## Task instructions:
Your job is to transcribe all the records that follow, excluding any pictures.

Photo-based referring expression data:
+-------+

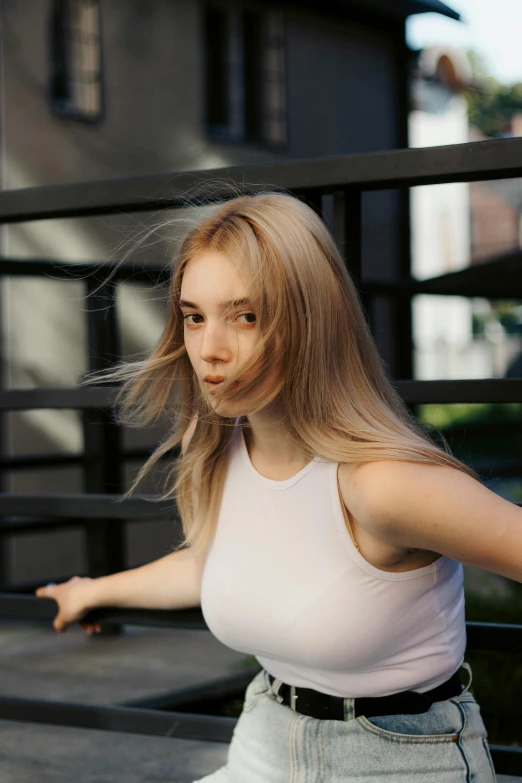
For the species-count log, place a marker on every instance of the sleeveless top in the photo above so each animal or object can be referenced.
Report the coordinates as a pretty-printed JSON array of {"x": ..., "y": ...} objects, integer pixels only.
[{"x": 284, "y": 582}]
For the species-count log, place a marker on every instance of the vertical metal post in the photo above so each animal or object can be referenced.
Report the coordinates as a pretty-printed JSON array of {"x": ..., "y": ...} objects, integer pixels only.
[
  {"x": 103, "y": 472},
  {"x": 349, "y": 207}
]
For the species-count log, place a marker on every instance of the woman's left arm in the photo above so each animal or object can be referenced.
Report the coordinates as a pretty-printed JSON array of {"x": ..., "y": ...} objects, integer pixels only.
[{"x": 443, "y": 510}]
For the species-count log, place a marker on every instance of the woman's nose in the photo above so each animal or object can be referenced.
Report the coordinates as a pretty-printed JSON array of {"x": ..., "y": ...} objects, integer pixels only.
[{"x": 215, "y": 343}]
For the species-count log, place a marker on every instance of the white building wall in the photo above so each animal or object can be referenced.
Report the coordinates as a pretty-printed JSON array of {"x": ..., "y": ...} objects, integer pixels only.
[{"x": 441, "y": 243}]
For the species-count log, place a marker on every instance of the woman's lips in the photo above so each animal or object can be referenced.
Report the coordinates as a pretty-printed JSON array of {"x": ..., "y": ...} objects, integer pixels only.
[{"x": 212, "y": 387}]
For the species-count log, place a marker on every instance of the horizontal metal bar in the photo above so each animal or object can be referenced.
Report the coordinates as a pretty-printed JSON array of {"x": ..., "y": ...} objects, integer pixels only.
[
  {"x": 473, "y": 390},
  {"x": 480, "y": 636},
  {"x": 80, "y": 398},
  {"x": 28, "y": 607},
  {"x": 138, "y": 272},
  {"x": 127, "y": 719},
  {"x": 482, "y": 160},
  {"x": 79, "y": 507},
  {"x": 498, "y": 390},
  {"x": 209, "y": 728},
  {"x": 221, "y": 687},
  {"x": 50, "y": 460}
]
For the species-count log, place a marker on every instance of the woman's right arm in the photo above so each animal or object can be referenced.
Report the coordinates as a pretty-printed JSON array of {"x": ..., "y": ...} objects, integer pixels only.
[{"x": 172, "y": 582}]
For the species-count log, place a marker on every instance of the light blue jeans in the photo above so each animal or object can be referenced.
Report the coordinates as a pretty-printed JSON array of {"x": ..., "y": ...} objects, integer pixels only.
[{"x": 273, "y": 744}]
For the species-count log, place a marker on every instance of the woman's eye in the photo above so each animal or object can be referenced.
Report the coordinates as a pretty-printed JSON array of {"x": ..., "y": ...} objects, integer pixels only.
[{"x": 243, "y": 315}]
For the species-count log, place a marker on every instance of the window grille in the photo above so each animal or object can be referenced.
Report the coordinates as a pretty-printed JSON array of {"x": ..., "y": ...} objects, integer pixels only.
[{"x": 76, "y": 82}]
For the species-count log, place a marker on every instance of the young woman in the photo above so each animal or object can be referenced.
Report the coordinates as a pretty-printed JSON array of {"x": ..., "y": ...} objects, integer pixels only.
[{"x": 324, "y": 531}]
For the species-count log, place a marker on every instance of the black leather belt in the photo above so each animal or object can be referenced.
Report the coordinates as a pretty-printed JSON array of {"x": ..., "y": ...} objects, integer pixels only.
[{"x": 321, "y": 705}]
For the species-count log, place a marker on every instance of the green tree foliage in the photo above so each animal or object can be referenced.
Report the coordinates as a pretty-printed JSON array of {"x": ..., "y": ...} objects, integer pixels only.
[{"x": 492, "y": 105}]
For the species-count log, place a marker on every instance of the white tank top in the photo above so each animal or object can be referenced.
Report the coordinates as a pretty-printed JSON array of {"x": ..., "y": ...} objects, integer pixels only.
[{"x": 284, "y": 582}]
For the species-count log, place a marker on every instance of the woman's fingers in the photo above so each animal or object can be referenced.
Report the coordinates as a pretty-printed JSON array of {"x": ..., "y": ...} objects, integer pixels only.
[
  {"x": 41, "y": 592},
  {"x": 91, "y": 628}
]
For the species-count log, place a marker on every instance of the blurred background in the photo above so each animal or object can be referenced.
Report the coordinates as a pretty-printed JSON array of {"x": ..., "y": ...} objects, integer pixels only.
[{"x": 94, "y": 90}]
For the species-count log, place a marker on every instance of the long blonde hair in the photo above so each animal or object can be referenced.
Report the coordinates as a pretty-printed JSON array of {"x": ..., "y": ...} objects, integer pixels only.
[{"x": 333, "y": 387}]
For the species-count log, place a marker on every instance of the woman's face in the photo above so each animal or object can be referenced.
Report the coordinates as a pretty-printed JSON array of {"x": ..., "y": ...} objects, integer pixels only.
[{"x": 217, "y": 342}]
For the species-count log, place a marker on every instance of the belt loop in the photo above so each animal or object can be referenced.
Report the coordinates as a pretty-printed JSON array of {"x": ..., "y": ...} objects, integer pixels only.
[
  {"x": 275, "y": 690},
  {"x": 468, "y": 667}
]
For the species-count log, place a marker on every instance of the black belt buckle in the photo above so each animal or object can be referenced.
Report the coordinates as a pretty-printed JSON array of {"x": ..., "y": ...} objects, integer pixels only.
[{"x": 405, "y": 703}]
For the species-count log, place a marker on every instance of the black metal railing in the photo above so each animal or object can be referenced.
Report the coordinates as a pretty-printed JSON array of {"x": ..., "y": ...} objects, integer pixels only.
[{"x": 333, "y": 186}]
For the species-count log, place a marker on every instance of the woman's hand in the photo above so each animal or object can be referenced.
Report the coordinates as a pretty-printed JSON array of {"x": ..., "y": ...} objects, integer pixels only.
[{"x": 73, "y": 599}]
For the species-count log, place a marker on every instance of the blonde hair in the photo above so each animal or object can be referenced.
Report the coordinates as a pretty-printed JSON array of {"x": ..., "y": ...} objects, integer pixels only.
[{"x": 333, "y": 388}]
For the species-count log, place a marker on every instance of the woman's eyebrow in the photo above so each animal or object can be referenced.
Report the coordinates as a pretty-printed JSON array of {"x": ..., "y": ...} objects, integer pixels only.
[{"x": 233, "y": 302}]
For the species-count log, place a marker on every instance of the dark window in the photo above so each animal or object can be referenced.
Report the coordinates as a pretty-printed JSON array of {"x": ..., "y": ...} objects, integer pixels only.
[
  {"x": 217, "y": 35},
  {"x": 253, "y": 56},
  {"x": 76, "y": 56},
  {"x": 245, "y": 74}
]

+-------+

## Output of the task:
For the species-count log, place a marker on every instance of the sleeveless top in the photo above so each animal or object can be referenced.
Report the coordinates as a pretty-printed JSON array of {"x": ..., "y": ...} objects, integer pixels only.
[{"x": 284, "y": 582}]
For the species-count log, place a marker on every instance of the vertical metal post in the photo above so each animal or object can be referenced.
Report the coordinates as a pretty-printed JSON array of {"x": ..., "y": ...} objects, integer pixels only.
[
  {"x": 103, "y": 472},
  {"x": 349, "y": 207}
]
For the species-count log, place a marker on every instance of the woman's left arm in the photo above so each animal or object can be referenced.
Report the coordinates as a pretty-printed JSON array of {"x": ..., "y": ...} objects, integer pixels only.
[{"x": 443, "y": 510}]
For the species-count log, place a marker on every instance of the woman's nose in the photo above so each animal or object can be referenced.
Report the coordinates as a pretty-printed JSON array of {"x": ..., "y": ...} objects, integer pixels only.
[{"x": 215, "y": 343}]
For the species-count log, place a marker on every instance of the white building wall in the photo above so each animal or object can be referenced.
Report the coordinates as a pretty-printed JSON array of {"x": ..., "y": ...} objects, integer pixels only.
[{"x": 441, "y": 243}]
For the species-count log, place a marker on every instance of the woman's lips in the photo above so each animal or object can be referenced.
Report the coordinates as a pretty-printed JSON array of {"x": ..., "y": ...} objects, integer pixels only.
[{"x": 212, "y": 387}]
For the species-count log, place a marker on every instance of the horizontal metal bar in the photo above so each animal or object can be referenced.
Report the coordinates as a pretty-printed JSON array of {"x": ..., "y": ...} objects, integer pixels only.
[
  {"x": 473, "y": 390},
  {"x": 480, "y": 636},
  {"x": 80, "y": 398},
  {"x": 28, "y": 607},
  {"x": 138, "y": 272},
  {"x": 127, "y": 719},
  {"x": 482, "y": 160},
  {"x": 79, "y": 507},
  {"x": 498, "y": 390},
  {"x": 209, "y": 728},
  {"x": 221, "y": 687},
  {"x": 50, "y": 460}
]
For the species-count log, place a marker on every instance of the woman's right arm in the photo above so each animal or object can be referenced.
Report the coordinates as a pretty-printed JSON array of {"x": ..., "y": ...} objects, integer pixels only.
[{"x": 172, "y": 582}]
For the species-count log, place a marker on every instance of the light blue jeans in the photo above so each animal or object can be referenced.
Report the coordinates as a pretty-printed JSON array of {"x": ..., "y": ...} objects, integer pixels only.
[{"x": 273, "y": 744}]
For the species-count log, place a marker on every instance of the woman's eye in the photo above so each animal or object can be referenced.
Report the coordinates as a pretty-printed JSON array of {"x": ..., "y": ...} objects, integer pixels only.
[{"x": 243, "y": 315}]
For the species-count log, place a marker on every instance of the window grille in the photo above so each animal or object can be referenced.
Report the coordinates as a pretty-printed JSON array of {"x": ..., "y": ...} objects, integer pixels only.
[{"x": 76, "y": 82}]
For the species-count log, place a marker on every instance of the young woman in the photo above so each animal or object can be referenced.
Report the coordinates as a pretty-printed JSON array of {"x": ..., "y": ...} objects, integer pixels only.
[{"x": 324, "y": 531}]
For the species-count log, place a marker on every instance of the black leather belt in the photo above so each animal or object can be referenced.
Report the coordinates as a pretty-printed JSON array of {"x": ..., "y": ...} objects, integer pixels only.
[{"x": 321, "y": 705}]
For the species-count log, place a marker on every instance of the green tree foliage in the photo above so each animal or object can be referenced.
Report the coordinates as a pretty-printed JSON array of {"x": ..., "y": ...} objects, integer pixels only.
[{"x": 492, "y": 105}]
For the species-count log, place a marker on every instance of the white tank top in the photo above so each animal or object can be referenced.
Report the coordinates as a pretty-printed JSON array of {"x": ..., "y": ...} objects, integer pixels only.
[{"x": 284, "y": 582}]
For the species-count log, place a marker on every instance of the woman's fingers in the photo above so each animal or object can be referenced.
Report the coordinates as a pretty-printed JSON array of {"x": ..., "y": ...} objects, integer pixels only.
[
  {"x": 41, "y": 592},
  {"x": 91, "y": 628}
]
For the species-count log, place a marker on every instance of the blurred background in the photo above so each animal or object can be referenced.
Report the coordinates as a pretty-printed JSON array of {"x": ..., "y": ...} objects, integer pixels only.
[{"x": 94, "y": 90}]
For the species-count log, place a marker on every instance of the long blonde hair in the photo above so each animal or object can be referenced.
Report the coordinates as a pretty-printed JSON array of {"x": ..., "y": ...} objects, integer pixels only.
[{"x": 333, "y": 387}]
For the species-count log, place a marker on every instance of the woman's face in the photo above so each animal or object can be referenced.
Report the coordinates as a pretty-printed JSON array of {"x": ..., "y": ...} objects, integer pixels only.
[{"x": 217, "y": 342}]
For the species-count log, place a marker on every instance of the belt loop in the photo above so each animal or object can be referenced.
Report the coordinates as a pretty-printed JSON array of {"x": ..., "y": ...} objects, integer pixels only.
[
  {"x": 275, "y": 690},
  {"x": 468, "y": 667}
]
For the species-count log, place a marker on every instance of the black belt buckle in the photo above so each animal or object can be referenced.
Report the coordinates as a pretty-printed JSON array of {"x": ..., "y": ...} objects, integer pixels only.
[{"x": 405, "y": 703}]
For the species-count log, place a marker on every instance of the black metal railing in the photo above so each animal or object can be referenced.
Report the coordinates as a pretty-printed JSON array of {"x": ..., "y": ...} objects, integer pixels only.
[{"x": 333, "y": 186}]
For the species-count log, place a marker on every instance of the woman's hand in the photo above so each animal or object can be referenced.
Report the coordinates as a pretty-printed JSON array of {"x": ..., "y": ...} objects, integer pixels only.
[{"x": 73, "y": 599}]
For the species-count log, place a marker on every instance of the blonde hair in the photo above so each animal or object can be referenced.
Report the coordinates as a pretty-printed JSON array of {"x": ..., "y": ...} objects, integer pixels only.
[{"x": 333, "y": 388}]
For the species-count log, place a marker on every instance of the woman's eyebrow in the photo above so each animal or object can be referenced.
Report the coordinates as a pretty-printed JSON array of {"x": ..., "y": ...} objects, integer pixels only.
[{"x": 233, "y": 302}]
For the species-count log, place a marker on every instance of the dark window in the photo above so each animal or object can be referenced.
Report the coordinates as a pretty-printed JSON array of {"x": ..., "y": ...} objects, integer pixels only.
[
  {"x": 217, "y": 35},
  {"x": 253, "y": 56},
  {"x": 76, "y": 56},
  {"x": 245, "y": 74}
]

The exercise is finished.